**Task directions:** Print, exactly as given, each line of the data from the line containing "Where can you spot the tall" up to and including its last line.

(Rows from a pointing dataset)
==*==
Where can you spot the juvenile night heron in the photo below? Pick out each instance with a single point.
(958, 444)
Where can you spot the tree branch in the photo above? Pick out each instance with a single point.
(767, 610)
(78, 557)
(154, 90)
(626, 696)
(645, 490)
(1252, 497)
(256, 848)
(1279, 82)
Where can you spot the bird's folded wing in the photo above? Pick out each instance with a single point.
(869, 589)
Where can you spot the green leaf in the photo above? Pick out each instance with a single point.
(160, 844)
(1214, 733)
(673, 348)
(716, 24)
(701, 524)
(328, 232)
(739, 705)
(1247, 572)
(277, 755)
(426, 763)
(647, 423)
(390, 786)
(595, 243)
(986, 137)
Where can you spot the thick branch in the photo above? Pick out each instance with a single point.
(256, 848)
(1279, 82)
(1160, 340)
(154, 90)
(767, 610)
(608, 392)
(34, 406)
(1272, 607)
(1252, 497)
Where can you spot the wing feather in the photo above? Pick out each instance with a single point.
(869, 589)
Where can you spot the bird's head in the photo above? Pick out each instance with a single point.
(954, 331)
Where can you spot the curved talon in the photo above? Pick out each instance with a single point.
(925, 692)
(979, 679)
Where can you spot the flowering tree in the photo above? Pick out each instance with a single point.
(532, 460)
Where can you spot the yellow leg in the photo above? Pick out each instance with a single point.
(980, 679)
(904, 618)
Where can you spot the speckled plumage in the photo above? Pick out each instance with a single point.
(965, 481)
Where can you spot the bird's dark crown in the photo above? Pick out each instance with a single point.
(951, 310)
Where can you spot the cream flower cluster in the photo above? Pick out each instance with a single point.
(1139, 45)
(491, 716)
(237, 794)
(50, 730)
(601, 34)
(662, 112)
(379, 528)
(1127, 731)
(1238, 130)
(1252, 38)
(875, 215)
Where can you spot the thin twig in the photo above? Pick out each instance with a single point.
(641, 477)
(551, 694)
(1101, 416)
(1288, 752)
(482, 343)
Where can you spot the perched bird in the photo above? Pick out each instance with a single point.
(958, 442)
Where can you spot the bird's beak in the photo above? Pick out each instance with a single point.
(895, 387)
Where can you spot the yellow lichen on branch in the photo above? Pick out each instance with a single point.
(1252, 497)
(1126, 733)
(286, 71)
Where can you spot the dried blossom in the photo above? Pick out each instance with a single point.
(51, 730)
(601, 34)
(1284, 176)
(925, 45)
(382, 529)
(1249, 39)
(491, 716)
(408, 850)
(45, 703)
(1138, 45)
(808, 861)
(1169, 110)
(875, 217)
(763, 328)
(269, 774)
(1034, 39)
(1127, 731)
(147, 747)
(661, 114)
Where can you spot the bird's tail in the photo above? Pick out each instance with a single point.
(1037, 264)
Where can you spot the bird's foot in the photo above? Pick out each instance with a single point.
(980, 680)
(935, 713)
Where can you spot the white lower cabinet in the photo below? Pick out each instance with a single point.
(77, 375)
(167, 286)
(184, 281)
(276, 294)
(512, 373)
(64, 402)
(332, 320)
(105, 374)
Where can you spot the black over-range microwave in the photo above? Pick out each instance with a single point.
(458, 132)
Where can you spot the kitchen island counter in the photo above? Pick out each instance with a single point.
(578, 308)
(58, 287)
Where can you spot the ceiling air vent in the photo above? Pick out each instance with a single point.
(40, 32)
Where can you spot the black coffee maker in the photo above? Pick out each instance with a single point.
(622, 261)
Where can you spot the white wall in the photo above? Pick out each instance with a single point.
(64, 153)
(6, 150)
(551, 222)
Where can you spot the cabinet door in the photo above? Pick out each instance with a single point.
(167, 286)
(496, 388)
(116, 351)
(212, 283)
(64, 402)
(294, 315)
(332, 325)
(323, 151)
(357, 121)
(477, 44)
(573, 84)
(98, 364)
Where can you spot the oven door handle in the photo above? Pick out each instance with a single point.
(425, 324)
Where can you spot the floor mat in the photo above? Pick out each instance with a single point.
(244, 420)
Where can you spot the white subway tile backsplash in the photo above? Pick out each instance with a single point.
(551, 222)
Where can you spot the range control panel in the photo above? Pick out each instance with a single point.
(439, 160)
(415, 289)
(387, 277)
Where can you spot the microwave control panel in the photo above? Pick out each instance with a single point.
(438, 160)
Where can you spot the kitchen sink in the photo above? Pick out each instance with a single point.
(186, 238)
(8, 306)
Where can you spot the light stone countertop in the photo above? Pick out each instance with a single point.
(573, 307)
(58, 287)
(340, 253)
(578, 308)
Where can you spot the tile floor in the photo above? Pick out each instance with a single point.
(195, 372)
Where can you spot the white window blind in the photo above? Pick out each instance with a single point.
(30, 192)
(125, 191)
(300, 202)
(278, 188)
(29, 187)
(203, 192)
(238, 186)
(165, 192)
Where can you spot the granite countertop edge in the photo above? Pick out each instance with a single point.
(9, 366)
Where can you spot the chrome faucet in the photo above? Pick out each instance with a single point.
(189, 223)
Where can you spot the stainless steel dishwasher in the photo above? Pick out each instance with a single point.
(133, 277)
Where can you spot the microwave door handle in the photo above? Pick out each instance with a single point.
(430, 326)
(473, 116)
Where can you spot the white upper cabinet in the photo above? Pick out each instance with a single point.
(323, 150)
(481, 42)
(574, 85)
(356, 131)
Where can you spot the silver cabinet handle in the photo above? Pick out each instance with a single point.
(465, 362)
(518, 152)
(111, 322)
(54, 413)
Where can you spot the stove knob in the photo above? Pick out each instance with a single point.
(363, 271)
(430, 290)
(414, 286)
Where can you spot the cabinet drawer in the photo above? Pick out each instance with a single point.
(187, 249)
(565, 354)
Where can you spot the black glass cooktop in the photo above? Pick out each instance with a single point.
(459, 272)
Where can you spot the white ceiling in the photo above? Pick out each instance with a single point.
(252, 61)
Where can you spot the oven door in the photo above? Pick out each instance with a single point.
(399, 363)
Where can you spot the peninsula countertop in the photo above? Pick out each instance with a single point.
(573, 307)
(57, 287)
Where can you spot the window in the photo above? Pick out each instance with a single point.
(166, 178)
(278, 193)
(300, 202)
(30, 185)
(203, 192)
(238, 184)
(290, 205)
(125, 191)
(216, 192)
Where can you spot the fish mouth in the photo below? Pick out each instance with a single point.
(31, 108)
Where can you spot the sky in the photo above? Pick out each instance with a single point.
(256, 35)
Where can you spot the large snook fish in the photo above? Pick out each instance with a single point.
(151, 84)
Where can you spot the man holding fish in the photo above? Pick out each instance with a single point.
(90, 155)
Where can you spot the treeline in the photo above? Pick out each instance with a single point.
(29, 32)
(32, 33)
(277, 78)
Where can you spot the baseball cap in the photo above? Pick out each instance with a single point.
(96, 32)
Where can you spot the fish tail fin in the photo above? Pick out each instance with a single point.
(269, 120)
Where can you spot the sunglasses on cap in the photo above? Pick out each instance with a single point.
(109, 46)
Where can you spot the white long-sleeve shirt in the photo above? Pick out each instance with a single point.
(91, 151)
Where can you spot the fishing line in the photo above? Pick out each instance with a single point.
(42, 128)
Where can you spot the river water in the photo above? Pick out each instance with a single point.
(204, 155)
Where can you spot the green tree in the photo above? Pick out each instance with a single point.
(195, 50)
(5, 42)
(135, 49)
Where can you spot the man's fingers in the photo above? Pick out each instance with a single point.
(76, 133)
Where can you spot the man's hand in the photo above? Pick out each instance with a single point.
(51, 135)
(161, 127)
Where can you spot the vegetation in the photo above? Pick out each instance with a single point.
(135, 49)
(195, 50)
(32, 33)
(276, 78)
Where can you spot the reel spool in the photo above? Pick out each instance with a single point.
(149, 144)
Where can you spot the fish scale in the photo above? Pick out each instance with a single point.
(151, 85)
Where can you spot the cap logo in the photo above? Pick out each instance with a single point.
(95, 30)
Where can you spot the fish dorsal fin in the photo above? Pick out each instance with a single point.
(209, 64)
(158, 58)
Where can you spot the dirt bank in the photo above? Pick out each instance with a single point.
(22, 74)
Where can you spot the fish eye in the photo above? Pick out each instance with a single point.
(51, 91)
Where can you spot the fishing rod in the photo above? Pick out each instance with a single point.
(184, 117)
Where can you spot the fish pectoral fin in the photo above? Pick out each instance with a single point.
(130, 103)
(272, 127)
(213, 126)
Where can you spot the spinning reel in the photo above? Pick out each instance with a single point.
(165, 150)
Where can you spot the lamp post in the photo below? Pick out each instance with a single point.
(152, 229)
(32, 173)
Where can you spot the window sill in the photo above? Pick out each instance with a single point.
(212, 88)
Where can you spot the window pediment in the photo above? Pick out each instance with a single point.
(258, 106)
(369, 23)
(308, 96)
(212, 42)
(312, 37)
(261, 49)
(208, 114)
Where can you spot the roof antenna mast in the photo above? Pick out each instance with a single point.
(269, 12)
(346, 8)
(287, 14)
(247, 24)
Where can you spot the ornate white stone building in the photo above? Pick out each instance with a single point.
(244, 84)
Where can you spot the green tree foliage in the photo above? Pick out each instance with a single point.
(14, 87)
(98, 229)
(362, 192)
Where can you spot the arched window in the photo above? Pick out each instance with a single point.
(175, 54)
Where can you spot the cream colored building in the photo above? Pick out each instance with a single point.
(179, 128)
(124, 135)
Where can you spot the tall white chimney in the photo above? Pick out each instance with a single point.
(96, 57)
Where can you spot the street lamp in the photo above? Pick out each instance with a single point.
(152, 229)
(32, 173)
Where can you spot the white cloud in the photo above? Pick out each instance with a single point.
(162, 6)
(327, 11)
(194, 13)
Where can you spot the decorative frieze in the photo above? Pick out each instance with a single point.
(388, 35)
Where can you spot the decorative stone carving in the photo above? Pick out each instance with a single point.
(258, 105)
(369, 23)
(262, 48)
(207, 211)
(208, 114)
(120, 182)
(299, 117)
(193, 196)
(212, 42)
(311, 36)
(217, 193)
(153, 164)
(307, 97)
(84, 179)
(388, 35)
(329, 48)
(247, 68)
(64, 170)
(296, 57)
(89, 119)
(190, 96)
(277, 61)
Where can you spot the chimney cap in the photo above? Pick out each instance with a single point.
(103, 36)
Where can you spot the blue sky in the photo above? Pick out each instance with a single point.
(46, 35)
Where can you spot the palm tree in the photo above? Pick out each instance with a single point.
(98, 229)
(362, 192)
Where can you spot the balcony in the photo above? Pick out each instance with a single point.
==*==
**Full output:**
Where can you spot the tall white chimney in the photo above? Pick out each instance with a single point.
(96, 57)
Where can you spot the street lamp in the photo above? Pick out each instance with a single point.
(152, 229)
(32, 173)
Where can you spot the white cloud in the photo above? Pick out each instance with a single point.
(162, 6)
(327, 11)
(194, 13)
Where can you spot the decorative frieze in the photo above? Pick out each instance with a single point.
(388, 35)
Where can you spot the decorative stone carving in the photo above? Pick out each instance with a single point.
(258, 105)
(369, 23)
(262, 48)
(207, 211)
(208, 114)
(120, 182)
(299, 117)
(193, 196)
(212, 42)
(311, 36)
(217, 193)
(153, 164)
(307, 97)
(84, 179)
(388, 35)
(329, 48)
(247, 68)
(64, 170)
(296, 57)
(89, 119)
(190, 96)
(277, 61)
Where can you spot the chimney cap in the photo above? Pick out each instance with a single point.
(103, 36)
Where can you spot the blue sky in the photo above? Pick out each instance with a single point.
(46, 35)
Where can you spot the palm tree in the photo above? Pick out each instance with a single point.
(98, 229)
(362, 192)
Where can you spot the balcony in the photo above? Pick out each instance with a single point.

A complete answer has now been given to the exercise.